::: Source extract
Unless I completely misunderstand how this works, I think 5 is the only one that will fill up. It then overflows, preventing any of the taller ones from filling. 7 is shallower but won't start filling until 3 gets fuller than 5, which it never will. This would be true whether the blockage between 2 and 3 is a mistake or not.
Please help. I have nightmares of being in a room where everyone else is just waiting patiently for me to remember the thing I forgot/figure out what is happening.
That's assuming the valve is open all the way and that there's a bunch of water pressure behind the spigot. It should be entirely possible to create a very slow trickle by having a massive body of water behind the spigot (making it functionally infinite) but having only a small part of the entrance beneath the surface.
5, but it also depends on the circumstances. What liquid is used, temperature, viscosity, etc. There's some material science stuff that's far beyond the intended scope of this question.
::::::
::: Given records
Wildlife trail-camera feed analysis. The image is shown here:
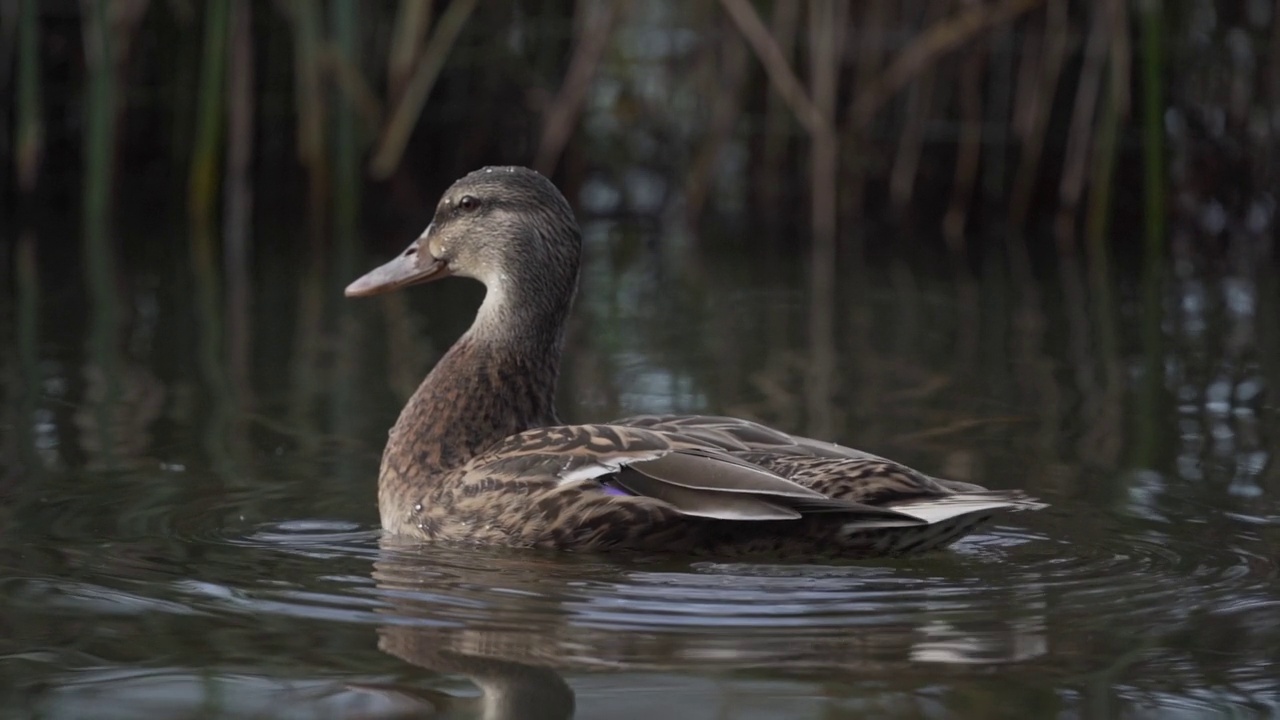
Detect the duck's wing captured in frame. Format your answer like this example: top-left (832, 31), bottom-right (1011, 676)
top-left (465, 424), bottom-right (928, 528)
top-left (611, 415), bottom-right (892, 462)
top-left (616, 415), bottom-right (1043, 511)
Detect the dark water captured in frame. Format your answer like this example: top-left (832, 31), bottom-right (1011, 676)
top-left (0, 210), bottom-right (1280, 719)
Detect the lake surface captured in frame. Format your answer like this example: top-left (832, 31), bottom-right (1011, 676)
top-left (0, 210), bottom-right (1280, 719)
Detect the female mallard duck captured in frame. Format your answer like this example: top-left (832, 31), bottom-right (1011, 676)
top-left (347, 168), bottom-right (1041, 556)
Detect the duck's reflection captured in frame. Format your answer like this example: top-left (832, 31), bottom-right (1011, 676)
top-left (366, 539), bottom-right (1047, 719)
top-left (361, 539), bottom-right (573, 720)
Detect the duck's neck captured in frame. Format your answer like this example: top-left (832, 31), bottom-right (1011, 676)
top-left (383, 293), bottom-right (567, 483)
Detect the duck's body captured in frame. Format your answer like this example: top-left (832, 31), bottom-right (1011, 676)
top-left (347, 168), bottom-right (1039, 556)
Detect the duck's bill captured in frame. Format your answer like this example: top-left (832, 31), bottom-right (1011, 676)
top-left (346, 242), bottom-right (451, 297)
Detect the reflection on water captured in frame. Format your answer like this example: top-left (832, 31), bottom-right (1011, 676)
top-left (0, 207), bottom-right (1280, 717)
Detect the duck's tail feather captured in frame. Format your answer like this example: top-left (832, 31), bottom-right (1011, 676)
top-left (888, 489), bottom-right (1047, 525)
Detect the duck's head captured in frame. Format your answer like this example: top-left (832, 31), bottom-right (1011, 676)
top-left (347, 167), bottom-right (581, 306)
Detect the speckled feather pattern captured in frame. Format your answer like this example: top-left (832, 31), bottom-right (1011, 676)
top-left (353, 168), bottom-right (1039, 557)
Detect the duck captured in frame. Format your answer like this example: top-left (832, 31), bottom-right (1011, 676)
top-left (346, 167), bottom-right (1044, 559)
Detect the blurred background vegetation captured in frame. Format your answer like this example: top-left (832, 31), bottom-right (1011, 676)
top-left (0, 0), bottom-right (1280, 265)
top-left (0, 0), bottom-right (1280, 481)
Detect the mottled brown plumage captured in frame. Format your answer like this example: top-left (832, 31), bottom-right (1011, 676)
top-left (347, 168), bottom-right (1041, 556)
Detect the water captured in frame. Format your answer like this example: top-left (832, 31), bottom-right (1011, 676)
top-left (0, 210), bottom-right (1280, 719)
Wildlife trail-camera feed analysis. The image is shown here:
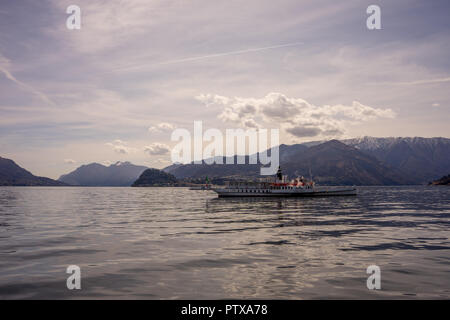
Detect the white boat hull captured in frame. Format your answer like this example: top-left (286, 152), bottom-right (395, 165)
top-left (212, 187), bottom-right (357, 198)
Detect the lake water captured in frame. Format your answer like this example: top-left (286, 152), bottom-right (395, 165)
top-left (0, 186), bottom-right (450, 299)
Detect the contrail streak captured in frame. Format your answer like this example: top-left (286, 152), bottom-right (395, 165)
top-left (107, 42), bottom-right (303, 72)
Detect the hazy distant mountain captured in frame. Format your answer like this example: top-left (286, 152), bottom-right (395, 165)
top-left (429, 174), bottom-right (450, 186)
top-left (0, 157), bottom-right (66, 186)
top-left (163, 140), bottom-right (414, 185)
top-left (282, 140), bottom-right (414, 185)
top-left (58, 162), bottom-right (148, 187)
top-left (132, 169), bottom-right (177, 187)
top-left (342, 137), bottom-right (450, 183)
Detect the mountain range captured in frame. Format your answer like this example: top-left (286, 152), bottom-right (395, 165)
top-left (163, 137), bottom-right (450, 185)
top-left (58, 161), bottom-right (148, 187)
top-left (0, 137), bottom-right (450, 186)
top-left (0, 157), bottom-right (66, 186)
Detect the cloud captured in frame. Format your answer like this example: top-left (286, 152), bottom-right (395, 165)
top-left (196, 92), bottom-right (395, 138)
top-left (106, 139), bottom-right (136, 154)
top-left (144, 142), bottom-right (170, 156)
top-left (148, 122), bottom-right (175, 133)
top-left (0, 53), bottom-right (54, 106)
top-left (64, 159), bottom-right (77, 164)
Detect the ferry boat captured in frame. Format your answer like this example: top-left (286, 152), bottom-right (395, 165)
top-left (212, 167), bottom-right (356, 198)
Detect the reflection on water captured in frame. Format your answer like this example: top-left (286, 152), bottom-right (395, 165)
top-left (0, 186), bottom-right (450, 299)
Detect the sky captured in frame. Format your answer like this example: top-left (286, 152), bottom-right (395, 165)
top-left (0, 0), bottom-right (450, 178)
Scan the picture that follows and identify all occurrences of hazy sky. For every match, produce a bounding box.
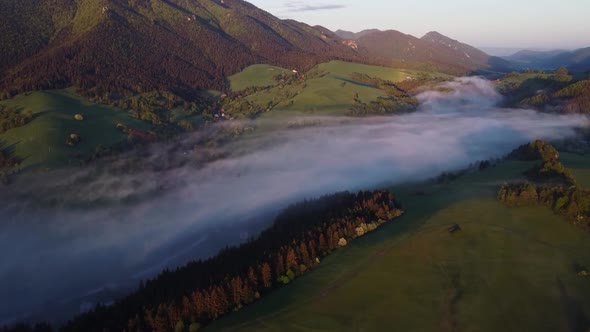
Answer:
[249,0,590,48]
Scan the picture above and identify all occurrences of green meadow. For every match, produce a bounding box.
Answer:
[0,90,149,169]
[229,61,449,118]
[206,159,590,332]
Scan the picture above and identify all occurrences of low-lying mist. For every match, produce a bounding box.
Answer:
[0,78,587,321]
::::::
### Problem set
1. Condense the paragraph of the water-puzzle discussion that begins "Unless I completely misunderstand how this works" into a shorter version that keeps its main facts.
2. Continue the water-puzzle discussion from the point where it ends.

### Solved problems
1. Only 5 will fill. It then overflows, so none of the taller ones can fill. 7 is shallower, but it won't start filling until 3 gets fuller than 5, which never happens. This holds whether or not the blockage between 2 and 3 is a mistake.

2.
5 and 4 are the only ones getting water other than 1 and 2. 3 has a solid line blocking the flow into it, and even if that wasn't there, since 4 has a hole/drain in the bottom and 5 can overflow, 3 can't fill enough to reach the outflow. 5 is the only one that can fill up.
Depends on diameter of the pipes leading out too. They look small in the image, but if they're big enough to handle the max flow out of the faucet, 5 will still fill up first.
Wouldn't scale and viscosity play a role? Seriously, imagine a river vs a capillary tube. Also how many dimensions? And forces involved? Is that a blockage between 2 and 3? Are the walls breakable? How will the fluid hold air? Are the lines into structure 5 lower than the walls? Is this in a vacuum?
There is no mention of any fluid involved, just a faucet. So lets think inside of the box and assume we have some form of 2d-gravity and it is going to rain a newtonian fluid? I think most surface area on the top is draining into 5. If it snows the whole sheet can turn white and the problem is gone, too.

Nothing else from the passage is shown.